TUGAS A :: Menurut kutipan sumber, di kantor mana rombongan melakukan registrasi setelah tiba?

KUTIPAN SUMBER ::
━━━━━━━━━━━━━━━━

[Features]
Zuhra Ruhmi

PERJALANAN untuk mengikuti Temu Penyair Nusantara (TPN) 4 Negara serta lounching buku Pasie Karam dimulai pagi Sabtu, 27 Agustus 2016 sekira pukul 10.00. Berangkat dari kota Banda Aceh menuju kota kelahiran Teuku Umar, Meulaboh menelusuri jalan aspal hotmix selebar 8 meter sepanjang garis pantai Barat-Selatan. Kami adalah rombongan kesekian yang memilih jalan darat menuju arena Pekan Kebudayaan Aceh Barat itu digelar, sementara para seniman dan penyair dari luar pulau Sumatra dan dari mancanegara banyak juga yang memilih jalur udara dan mendarat di Bandara Cut Nyakdien Meulaboh.
Din Saja, Salman Yoga, Win Gemade, Zuliana Ibrahim dan saya adalah rombongan yang berangkat pagi itu. Pak Din Saja memilih duduk di depan mendampingi Chairul Nazam sebagai driver. Kata pak Din Saja penyair Aceh yang pendiam itu agar lebih cepat tibanya di kota tujuan. Sedangkan saya dan kak Zuliana Ibrahim memilih duduk di belakang karena sadar akan umur yang masih muda. Pak Salman dan Pak Win Gemade duduk di tengah. Setelah mobil melaju beberapan puluh menit bahkan mendekati tengah hari kamipun berhenti di gunung Geurute menikmati hamparan Samudra Hindia memandang pada dua pulau kecil persis di depan mata. Tak ingin melepas kesempatan emas, saya dan kak Ana, sapaan akrab Zuliana Ibrahim, melepaskan ekspresi yang diabadikan dalam gambar dengan skala matematis yang diperkecil.
Di kaki gunung Geurute, kami mencari kudapan untuk bisa dimakan diperjalanan, dari jauh tampak buah yang bergantung, berharap itu adalah duku atau langsat. Kami (saya dan kak Ana) mempercepat langkah menuju gantungan buah itu. Dekat, dan semakin dekat. Karena harapan tak selalu sama dengan kenyataan jadilah kami menerima apa adanya. Ternyata buah yang digantung bukanlah langsat, tapi “saudara dekatnya” rambe. Bak umpan yang tak dimangsa, begitupun rambe hanya aku dan kak Ana yang memakan disepanjang perjalanan pantai Barat-Selatan.
Dihari yang sama sekira pukul 17.00 kami tiba. Melakukan registrasi di kantor Bappeda Setdakab Aceh Barat disambut hangat dan penuh persaudaraan oleh T. Dadek, birokrat sekaligus seniman Meulaboh yang bersahaja. Setelah itu kami menuju penginapan dengan kelincahan pak Chairul Azam mengendalikan setir mobil, istirahat dan bersiap menghadiri jamuan makan malam di Pendopo Bupati.

━━━━━━━━━━━━━━━━

DAFTAR ENTRI ::
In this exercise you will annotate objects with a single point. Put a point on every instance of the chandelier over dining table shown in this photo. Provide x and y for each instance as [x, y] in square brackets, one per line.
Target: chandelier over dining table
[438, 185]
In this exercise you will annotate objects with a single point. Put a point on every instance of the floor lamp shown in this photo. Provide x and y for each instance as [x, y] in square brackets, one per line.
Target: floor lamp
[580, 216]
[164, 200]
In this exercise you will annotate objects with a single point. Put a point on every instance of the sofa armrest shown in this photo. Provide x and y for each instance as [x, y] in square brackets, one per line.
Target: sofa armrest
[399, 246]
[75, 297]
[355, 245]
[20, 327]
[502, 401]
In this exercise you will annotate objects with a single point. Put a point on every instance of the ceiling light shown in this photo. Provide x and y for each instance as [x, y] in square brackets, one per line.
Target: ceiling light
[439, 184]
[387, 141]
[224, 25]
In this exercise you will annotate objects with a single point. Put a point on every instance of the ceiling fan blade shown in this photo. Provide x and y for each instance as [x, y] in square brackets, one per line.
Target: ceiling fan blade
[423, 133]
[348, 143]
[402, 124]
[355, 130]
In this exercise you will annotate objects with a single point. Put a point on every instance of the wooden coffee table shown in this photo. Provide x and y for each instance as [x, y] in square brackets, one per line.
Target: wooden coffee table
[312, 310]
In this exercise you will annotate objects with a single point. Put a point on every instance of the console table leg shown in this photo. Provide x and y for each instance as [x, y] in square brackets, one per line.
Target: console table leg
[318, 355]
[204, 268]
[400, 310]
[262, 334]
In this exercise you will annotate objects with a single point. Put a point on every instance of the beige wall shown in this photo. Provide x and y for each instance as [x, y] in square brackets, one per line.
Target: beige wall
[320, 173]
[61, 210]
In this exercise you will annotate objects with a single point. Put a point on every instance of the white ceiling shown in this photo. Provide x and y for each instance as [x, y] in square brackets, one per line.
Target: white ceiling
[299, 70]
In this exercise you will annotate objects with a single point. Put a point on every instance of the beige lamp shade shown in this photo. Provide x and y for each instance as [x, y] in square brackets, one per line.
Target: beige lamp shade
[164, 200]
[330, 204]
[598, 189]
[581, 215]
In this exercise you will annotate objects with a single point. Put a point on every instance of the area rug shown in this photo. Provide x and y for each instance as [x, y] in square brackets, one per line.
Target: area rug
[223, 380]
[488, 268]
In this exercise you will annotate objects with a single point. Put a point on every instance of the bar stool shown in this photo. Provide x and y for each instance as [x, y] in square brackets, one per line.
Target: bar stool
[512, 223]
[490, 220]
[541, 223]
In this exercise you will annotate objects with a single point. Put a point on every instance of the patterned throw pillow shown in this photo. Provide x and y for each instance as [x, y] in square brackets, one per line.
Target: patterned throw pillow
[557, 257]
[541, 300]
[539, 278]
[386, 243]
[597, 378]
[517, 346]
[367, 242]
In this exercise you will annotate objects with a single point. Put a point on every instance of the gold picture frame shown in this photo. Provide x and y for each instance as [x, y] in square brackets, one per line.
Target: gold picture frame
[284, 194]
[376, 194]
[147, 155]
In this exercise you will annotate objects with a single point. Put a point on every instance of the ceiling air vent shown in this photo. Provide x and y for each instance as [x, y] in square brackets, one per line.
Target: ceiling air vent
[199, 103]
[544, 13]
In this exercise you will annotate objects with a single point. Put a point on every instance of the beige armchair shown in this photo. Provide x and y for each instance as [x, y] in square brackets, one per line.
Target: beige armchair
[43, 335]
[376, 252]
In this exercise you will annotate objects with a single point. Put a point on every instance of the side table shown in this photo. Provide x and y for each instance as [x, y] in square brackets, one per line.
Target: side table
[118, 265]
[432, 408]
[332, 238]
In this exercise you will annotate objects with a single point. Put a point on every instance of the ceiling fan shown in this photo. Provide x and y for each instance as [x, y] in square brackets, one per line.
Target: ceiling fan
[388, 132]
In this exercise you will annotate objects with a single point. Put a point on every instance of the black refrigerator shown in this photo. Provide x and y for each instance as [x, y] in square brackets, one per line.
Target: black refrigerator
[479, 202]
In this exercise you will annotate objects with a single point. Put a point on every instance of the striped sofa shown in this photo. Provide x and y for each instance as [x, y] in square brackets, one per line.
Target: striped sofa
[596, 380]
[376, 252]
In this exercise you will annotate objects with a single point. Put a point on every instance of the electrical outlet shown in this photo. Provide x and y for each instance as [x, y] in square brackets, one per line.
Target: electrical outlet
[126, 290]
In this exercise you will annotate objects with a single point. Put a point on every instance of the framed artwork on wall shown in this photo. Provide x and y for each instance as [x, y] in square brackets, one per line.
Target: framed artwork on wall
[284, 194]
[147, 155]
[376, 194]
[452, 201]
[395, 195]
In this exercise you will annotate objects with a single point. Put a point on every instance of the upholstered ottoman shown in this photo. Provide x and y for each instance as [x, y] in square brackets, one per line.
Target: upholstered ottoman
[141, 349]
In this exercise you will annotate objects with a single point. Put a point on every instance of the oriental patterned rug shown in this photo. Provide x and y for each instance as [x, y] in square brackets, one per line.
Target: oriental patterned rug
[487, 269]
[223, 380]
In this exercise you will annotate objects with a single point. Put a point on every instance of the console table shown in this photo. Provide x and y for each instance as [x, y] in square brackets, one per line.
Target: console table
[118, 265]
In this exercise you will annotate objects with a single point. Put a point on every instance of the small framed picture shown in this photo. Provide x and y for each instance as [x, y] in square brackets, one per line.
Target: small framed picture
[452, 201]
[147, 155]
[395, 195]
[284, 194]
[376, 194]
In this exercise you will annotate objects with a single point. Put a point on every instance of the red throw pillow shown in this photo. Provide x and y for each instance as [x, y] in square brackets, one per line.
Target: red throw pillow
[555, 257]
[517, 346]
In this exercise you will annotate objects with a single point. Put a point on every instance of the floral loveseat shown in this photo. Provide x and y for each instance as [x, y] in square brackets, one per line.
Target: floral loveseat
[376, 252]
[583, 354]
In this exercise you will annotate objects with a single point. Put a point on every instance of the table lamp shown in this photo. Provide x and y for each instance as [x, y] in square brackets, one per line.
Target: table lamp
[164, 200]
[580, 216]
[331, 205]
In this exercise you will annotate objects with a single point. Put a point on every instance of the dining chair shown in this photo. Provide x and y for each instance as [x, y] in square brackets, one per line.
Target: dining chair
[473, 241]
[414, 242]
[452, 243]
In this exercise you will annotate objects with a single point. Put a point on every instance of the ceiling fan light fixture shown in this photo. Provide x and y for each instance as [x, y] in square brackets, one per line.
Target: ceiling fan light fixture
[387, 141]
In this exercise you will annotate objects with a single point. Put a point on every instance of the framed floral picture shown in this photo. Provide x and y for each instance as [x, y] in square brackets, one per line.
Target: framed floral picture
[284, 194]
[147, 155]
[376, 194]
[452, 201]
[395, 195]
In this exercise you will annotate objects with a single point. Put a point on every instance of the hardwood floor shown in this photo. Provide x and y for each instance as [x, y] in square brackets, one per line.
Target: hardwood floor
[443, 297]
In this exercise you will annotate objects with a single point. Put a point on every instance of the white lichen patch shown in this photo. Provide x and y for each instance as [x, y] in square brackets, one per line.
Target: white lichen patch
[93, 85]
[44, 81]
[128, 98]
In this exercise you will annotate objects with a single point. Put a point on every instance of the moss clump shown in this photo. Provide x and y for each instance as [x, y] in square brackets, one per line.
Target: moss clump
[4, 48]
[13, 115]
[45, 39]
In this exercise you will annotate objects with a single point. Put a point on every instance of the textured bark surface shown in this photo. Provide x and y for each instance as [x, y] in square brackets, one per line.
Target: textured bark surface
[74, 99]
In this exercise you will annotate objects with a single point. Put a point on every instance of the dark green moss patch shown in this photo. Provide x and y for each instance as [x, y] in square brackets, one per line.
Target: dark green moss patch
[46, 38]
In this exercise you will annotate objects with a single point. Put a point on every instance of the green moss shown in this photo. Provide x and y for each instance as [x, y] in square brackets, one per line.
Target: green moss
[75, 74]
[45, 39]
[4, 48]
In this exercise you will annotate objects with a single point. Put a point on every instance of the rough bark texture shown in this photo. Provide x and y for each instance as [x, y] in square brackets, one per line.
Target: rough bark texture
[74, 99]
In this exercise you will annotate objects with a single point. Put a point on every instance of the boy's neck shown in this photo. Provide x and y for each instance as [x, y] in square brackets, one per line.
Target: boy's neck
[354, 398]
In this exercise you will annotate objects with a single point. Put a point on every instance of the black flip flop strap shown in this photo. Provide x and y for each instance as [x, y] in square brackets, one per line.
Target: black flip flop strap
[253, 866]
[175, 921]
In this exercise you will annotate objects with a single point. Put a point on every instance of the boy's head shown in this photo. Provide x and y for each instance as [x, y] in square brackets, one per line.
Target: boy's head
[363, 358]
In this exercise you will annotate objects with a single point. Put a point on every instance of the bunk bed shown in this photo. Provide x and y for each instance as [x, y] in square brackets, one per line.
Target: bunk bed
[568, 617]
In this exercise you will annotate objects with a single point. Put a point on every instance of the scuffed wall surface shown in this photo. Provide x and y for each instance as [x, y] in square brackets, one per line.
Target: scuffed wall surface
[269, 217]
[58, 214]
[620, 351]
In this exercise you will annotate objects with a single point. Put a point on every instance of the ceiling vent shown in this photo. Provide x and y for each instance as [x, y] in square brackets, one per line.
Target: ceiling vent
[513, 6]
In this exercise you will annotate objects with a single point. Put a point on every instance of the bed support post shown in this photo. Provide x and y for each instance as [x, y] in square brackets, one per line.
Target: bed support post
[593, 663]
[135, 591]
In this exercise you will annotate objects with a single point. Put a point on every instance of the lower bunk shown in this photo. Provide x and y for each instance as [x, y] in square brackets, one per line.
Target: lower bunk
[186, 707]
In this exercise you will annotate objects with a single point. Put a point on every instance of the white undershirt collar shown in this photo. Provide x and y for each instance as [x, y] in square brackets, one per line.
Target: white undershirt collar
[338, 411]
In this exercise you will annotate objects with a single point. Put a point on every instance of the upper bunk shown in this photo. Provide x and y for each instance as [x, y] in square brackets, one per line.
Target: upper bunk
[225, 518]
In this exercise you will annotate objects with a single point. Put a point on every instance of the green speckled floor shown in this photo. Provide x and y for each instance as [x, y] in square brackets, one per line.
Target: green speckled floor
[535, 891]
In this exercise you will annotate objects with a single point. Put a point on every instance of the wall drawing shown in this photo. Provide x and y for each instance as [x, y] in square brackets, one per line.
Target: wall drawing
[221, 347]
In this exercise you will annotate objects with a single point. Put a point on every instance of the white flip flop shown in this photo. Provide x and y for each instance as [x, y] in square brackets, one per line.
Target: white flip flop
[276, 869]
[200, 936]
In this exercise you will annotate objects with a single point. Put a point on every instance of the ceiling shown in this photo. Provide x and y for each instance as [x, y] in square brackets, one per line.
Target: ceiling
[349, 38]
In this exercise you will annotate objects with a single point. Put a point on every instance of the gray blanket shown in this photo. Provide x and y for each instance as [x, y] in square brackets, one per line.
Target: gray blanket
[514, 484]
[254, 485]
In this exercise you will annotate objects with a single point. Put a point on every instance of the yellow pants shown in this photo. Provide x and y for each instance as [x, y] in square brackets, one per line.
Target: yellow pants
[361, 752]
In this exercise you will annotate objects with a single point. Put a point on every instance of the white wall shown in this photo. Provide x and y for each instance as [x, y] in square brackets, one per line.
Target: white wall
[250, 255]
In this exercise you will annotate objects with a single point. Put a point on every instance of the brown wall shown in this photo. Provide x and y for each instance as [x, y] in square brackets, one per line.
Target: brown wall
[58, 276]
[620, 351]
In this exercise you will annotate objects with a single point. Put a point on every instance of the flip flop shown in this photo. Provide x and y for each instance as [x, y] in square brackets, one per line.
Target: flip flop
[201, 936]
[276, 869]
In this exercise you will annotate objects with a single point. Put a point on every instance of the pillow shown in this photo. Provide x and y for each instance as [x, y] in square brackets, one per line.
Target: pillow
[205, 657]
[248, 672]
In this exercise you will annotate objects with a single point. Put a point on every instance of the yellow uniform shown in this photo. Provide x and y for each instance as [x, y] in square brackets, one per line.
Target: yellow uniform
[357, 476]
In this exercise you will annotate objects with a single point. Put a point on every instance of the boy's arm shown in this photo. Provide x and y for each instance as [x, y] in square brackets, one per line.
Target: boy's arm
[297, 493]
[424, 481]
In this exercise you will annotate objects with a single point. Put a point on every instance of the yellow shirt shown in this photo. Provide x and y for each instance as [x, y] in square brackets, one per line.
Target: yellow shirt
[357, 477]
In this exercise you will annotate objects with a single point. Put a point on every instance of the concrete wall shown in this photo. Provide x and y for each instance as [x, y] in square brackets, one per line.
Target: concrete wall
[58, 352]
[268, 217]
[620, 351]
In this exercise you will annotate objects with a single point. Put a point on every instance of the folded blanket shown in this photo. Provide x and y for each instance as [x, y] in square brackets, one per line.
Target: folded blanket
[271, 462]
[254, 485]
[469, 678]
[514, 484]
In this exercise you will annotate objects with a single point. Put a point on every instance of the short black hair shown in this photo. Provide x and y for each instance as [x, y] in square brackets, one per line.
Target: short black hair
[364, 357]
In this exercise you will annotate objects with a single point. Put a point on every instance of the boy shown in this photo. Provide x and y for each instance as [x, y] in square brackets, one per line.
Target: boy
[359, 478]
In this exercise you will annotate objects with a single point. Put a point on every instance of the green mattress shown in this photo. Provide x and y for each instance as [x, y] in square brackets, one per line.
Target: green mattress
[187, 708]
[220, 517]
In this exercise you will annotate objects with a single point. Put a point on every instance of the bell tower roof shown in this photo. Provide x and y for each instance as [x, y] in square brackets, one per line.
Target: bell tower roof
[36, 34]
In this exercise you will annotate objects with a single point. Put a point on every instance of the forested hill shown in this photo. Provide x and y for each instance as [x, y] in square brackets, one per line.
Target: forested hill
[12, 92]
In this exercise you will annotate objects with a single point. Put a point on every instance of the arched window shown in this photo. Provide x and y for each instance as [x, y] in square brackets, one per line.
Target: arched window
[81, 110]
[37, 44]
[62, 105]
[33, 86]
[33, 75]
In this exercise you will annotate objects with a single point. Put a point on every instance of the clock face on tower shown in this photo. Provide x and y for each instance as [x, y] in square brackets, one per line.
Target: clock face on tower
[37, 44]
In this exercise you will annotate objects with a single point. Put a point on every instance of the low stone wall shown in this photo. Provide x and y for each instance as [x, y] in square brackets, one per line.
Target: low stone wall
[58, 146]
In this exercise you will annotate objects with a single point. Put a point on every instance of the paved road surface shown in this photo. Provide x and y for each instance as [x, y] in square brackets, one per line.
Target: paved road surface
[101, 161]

━━━━━━━━━━━━━━━━

TUGAS B :: Tampilkan setiap baris dalam daftar yang memuat kata "rough". Perhatikan huruf besar dan kecil.

JAWABAN LENGKAP A :: Di kantor Bappeda Setdakab Aceh Barat.

JAWABAN LENGKAP B ::
In this exercise you will annotate objects with a single point. Put a point on every instance of the rough bark texture shown in this photo. Provide x and y for each instance as [x, y] in square brackets, one per line.
Target: rough bark texture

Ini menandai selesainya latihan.